*** RECORD EXTRACTS ***

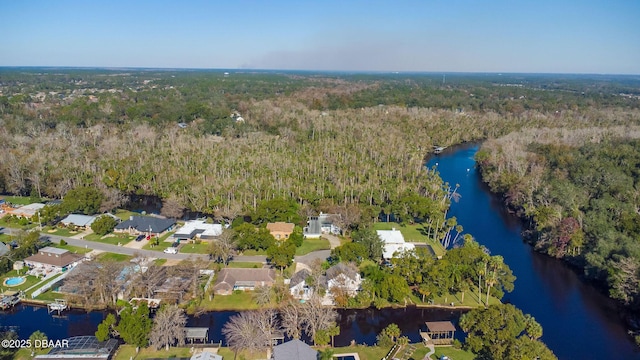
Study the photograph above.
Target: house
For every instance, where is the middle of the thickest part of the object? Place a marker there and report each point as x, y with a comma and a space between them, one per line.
345, 277
53, 259
280, 230
294, 350
198, 228
27, 211
393, 243
321, 224
206, 355
145, 225
77, 220
298, 286
230, 279
4, 248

*** End of RECORD EXTRACTS ***

- _TASK TO COMPLETE_: Write the records out in full, word for word; leave every picture behind.

- _EXPECTED ANSWER_:
Study the photograph above.
Target: house
For every instance, where is the middle of the thickest part of the object? Place a marker there and report each point as x, y with a comma and a space between them, one per line.
345, 277
53, 259
280, 230
294, 350
198, 228
27, 211
393, 243
321, 224
206, 355
145, 225
77, 220
298, 286
230, 279
4, 248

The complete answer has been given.